* Data in this exercise *

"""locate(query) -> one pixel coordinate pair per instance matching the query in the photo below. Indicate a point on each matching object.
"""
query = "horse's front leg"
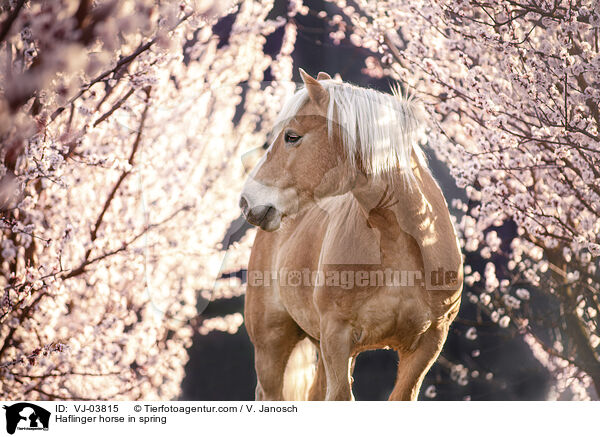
(274, 335)
(336, 350)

* Stated task *
Set the data above down again exactly as given, with no pictures.

* Reply *
"""locate(query) -> one pixel coordinate pair per instance matching the query in the photo below. Indicate a point on each matching object.
"""
query = "horse's front leg"
(274, 335)
(336, 350)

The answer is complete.